» DATA FOR THIS TASK
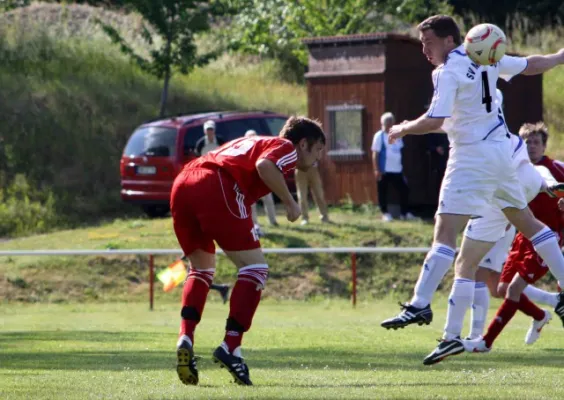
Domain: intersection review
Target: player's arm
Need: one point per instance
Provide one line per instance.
(420, 126)
(537, 64)
(376, 148)
(442, 106)
(274, 179)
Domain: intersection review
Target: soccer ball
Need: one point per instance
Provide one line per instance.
(485, 44)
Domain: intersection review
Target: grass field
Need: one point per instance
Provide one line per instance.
(299, 350)
(124, 278)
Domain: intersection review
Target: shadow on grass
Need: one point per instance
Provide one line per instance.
(115, 358)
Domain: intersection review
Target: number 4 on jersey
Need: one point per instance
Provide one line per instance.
(486, 95)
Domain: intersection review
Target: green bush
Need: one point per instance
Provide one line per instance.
(25, 209)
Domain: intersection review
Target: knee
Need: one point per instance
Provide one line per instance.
(513, 292)
(190, 314)
(501, 290)
(233, 325)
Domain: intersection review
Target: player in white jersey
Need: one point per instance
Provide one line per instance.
(479, 170)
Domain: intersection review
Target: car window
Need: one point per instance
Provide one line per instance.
(226, 130)
(152, 141)
(275, 125)
(229, 130)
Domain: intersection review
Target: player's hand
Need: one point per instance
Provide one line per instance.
(293, 211)
(396, 132)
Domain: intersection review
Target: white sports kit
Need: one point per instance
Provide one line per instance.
(478, 171)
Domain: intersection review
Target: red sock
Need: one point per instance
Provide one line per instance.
(194, 295)
(530, 308)
(502, 317)
(243, 304)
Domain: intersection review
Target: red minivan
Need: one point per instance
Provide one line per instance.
(156, 152)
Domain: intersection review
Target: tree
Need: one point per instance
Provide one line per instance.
(275, 28)
(176, 22)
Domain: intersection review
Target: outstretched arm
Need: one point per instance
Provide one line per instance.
(539, 64)
(420, 126)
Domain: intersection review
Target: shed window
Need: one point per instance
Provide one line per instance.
(345, 129)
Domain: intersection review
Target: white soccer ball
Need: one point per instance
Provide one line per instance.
(485, 44)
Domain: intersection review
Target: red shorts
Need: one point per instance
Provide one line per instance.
(206, 205)
(523, 260)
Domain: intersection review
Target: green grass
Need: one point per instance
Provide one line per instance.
(119, 278)
(70, 100)
(295, 350)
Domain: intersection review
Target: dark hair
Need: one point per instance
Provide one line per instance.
(442, 26)
(527, 130)
(298, 128)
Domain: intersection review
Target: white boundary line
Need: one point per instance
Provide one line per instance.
(156, 252)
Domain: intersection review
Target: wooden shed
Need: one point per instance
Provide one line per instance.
(352, 80)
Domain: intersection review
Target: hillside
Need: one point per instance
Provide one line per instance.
(70, 100)
(55, 279)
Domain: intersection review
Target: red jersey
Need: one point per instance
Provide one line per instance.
(544, 207)
(238, 158)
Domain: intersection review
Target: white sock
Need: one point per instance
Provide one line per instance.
(537, 295)
(460, 299)
(546, 245)
(479, 309)
(435, 266)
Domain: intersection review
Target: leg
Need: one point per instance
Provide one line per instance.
(222, 289)
(254, 213)
(195, 291)
(403, 190)
(490, 268)
(253, 272)
(303, 193)
(541, 296)
(317, 193)
(460, 299)
(436, 264)
(383, 196)
(481, 302)
(543, 239)
(270, 209)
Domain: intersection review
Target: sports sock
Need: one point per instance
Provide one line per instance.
(503, 315)
(435, 266)
(460, 299)
(243, 304)
(529, 308)
(541, 296)
(546, 245)
(479, 309)
(194, 294)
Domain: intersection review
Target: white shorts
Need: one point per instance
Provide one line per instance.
(479, 175)
(491, 227)
(497, 255)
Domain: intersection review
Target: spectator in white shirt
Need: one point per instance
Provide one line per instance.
(388, 169)
(209, 141)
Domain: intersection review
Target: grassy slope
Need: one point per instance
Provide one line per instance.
(296, 276)
(68, 97)
(297, 350)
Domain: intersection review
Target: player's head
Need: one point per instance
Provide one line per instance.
(308, 138)
(209, 129)
(439, 34)
(387, 120)
(536, 137)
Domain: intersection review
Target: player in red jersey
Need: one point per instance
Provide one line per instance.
(211, 201)
(524, 266)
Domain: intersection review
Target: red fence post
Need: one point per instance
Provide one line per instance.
(353, 267)
(151, 281)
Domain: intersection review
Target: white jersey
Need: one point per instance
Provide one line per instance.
(465, 95)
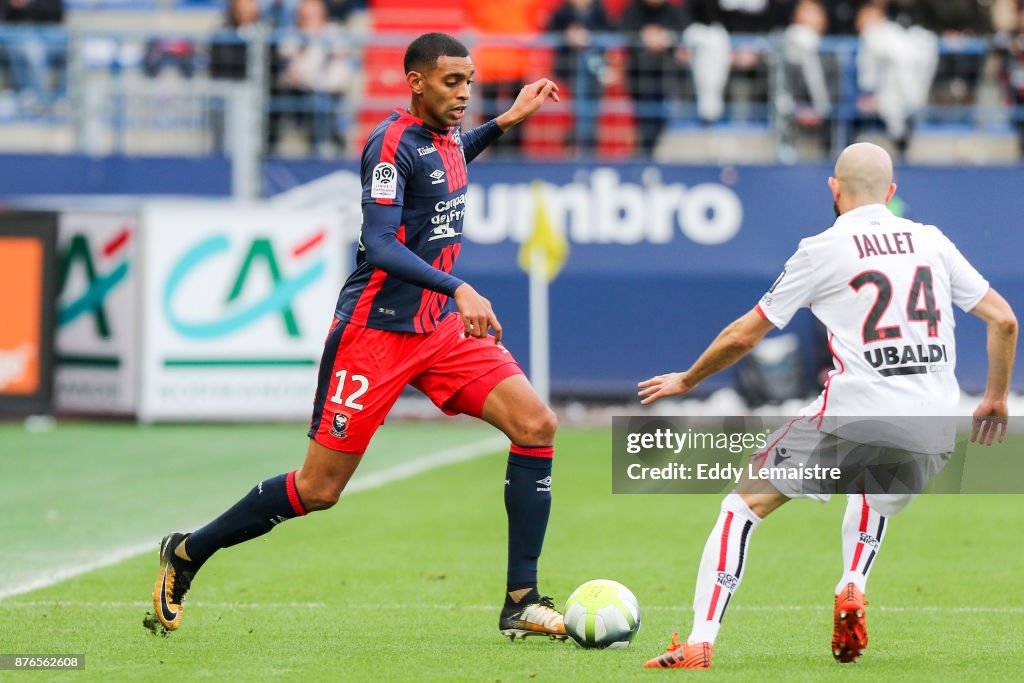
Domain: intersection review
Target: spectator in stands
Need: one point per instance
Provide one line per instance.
(653, 61)
(1008, 17)
(895, 69)
(314, 69)
(954, 22)
(579, 65)
(31, 56)
(711, 53)
(807, 92)
(842, 16)
(502, 60)
(229, 54)
(228, 47)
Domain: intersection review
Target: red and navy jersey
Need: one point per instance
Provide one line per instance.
(414, 200)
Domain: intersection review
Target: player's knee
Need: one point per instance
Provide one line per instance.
(538, 429)
(318, 495)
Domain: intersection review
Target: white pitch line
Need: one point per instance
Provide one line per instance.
(373, 480)
(109, 604)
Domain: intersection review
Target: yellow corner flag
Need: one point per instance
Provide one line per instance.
(545, 237)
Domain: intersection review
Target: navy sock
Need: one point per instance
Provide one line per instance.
(269, 503)
(527, 502)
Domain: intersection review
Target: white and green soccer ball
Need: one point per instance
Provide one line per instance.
(602, 613)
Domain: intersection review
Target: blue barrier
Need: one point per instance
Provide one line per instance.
(662, 256)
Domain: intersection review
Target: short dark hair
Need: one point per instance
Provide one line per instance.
(423, 52)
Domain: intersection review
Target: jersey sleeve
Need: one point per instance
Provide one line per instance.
(386, 165)
(793, 290)
(967, 285)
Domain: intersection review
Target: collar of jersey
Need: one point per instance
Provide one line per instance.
(420, 122)
(866, 211)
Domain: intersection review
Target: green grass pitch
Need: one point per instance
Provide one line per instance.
(403, 581)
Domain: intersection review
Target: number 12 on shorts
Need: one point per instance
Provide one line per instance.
(351, 400)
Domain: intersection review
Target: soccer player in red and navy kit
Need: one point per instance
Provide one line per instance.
(402, 318)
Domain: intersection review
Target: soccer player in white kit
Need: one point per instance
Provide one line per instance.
(884, 287)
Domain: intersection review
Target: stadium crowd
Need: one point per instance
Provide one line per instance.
(873, 65)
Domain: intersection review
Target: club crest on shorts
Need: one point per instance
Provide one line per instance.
(339, 424)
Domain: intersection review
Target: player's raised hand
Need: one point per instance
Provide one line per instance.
(477, 315)
(989, 420)
(664, 385)
(530, 98)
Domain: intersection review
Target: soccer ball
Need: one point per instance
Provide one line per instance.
(602, 613)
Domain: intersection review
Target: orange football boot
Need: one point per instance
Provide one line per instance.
(849, 625)
(683, 655)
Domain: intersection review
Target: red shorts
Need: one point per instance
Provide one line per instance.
(364, 371)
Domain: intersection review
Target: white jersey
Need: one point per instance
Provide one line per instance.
(883, 287)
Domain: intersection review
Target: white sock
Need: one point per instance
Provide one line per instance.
(863, 528)
(721, 567)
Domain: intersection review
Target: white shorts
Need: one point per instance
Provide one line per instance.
(890, 477)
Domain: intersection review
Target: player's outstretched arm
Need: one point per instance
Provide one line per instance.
(732, 343)
(529, 100)
(990, 416)
(477, 314)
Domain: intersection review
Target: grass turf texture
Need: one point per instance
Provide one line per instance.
(404, 582)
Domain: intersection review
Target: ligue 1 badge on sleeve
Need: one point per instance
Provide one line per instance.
(385, 181)
(338, 425)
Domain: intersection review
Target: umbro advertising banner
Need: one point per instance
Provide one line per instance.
(28, 245)
(96, 324)
(236, 303)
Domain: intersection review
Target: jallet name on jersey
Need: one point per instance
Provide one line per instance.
(880, 245)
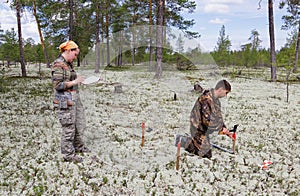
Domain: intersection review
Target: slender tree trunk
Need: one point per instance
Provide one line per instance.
(40, 34)
(159, 39)
(297, 51)
(272, 41)
(23, 67)
(97, 55)
(150, 35)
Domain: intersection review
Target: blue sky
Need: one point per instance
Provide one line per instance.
(239, 17)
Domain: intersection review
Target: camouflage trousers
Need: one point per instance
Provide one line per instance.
(73, 125)
(198, 145)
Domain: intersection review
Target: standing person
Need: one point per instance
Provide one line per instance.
(67, 101)
(205, 118)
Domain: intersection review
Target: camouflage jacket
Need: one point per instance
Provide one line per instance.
(206, 116)
(62, 72)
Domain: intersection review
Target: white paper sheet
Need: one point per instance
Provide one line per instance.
(91, 80)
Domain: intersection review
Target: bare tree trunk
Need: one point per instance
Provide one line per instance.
(272, 41)
(40, 34)
(23, 67)
(159, 39)
(297, 51)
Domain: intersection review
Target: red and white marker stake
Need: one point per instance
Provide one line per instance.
(178, 154)
(266, 164)
(143, 134)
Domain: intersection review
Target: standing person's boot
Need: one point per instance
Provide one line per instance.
(182, 139)
(74, 159)
(82, 149)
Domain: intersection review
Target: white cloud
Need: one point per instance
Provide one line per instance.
(9, 21)
(226, 1)
(218, 21)
(216, 8)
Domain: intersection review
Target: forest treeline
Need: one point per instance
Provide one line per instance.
(104, 27)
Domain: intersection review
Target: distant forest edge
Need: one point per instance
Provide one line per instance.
(118, 22)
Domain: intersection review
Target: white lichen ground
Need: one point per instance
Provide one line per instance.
(31, 163)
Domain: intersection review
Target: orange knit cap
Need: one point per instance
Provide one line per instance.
(67, 46)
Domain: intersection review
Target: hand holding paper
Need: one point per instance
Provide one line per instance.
(91, 80)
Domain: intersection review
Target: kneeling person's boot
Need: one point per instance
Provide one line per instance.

» SHORT PROBLEM
Copy out every line in the rows above that contains the word "sleeve", keeping each line unchanged.

» EXERCISE ANSWER
Target: jersey sleeve
Target: ligue 1 badge on sleeve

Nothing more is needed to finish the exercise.